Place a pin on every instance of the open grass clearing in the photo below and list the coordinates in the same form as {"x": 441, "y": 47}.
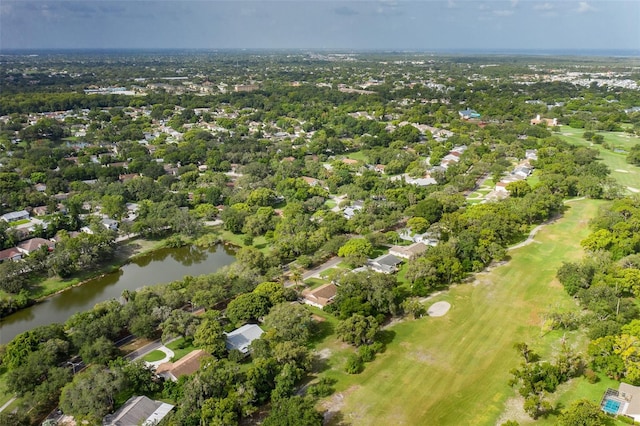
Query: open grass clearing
{"x": 358, "y": 156}
{"x": 455, "y": 369}
{"x": 180, "y": 348}
{"x": 155, "y": 355}
{"x": 624, "y": 173}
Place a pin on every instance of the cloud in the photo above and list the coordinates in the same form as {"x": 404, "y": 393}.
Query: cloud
{"x": 584, "y": 7}
{"x": 544, "y": 6}
{"x": 503, "y": 12}
{"x": 345, "y": 11}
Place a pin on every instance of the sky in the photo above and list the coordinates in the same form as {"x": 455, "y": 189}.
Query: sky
{"x": 425, "y": 25}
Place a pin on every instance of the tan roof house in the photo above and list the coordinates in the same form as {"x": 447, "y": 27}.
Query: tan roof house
{"x": 187, "y": 365}
{"x": 321, "y": 296}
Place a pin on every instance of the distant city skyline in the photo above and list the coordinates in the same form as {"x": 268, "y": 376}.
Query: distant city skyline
{"x": 525, "y": 25}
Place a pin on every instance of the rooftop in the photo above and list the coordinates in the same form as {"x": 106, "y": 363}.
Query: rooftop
{"x": 241, "y": 338}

----------

Your task is to return each line of the data above that contains the string "coordinates".

Place a pin on every instance of the open grass clearing in the photo below and list the coordinates in the same form as {"x": 441, "y": 47}.
Place a pin on every instance of the cloud in the photo above and list the coordinates in the same form as {"x": 404, "y": 393}.
Place a pin on every instance of the sky in the photo above and list the coordinates in the same form as {"x": 455, "y": 189}.
Place a pin on every instance of the tan roof house in the photo above and list the coordinates in the same form as {"x": 447, "y": 27}.
Place a pin on every instance of the distant city skyline in the photo above and list the coordinates in the same form as {"x": 268, "y": 376}.
Place a pin on every instance of the rooftop in the photo above and list the coordinates in the same form as {"x": 106, "y": 363}.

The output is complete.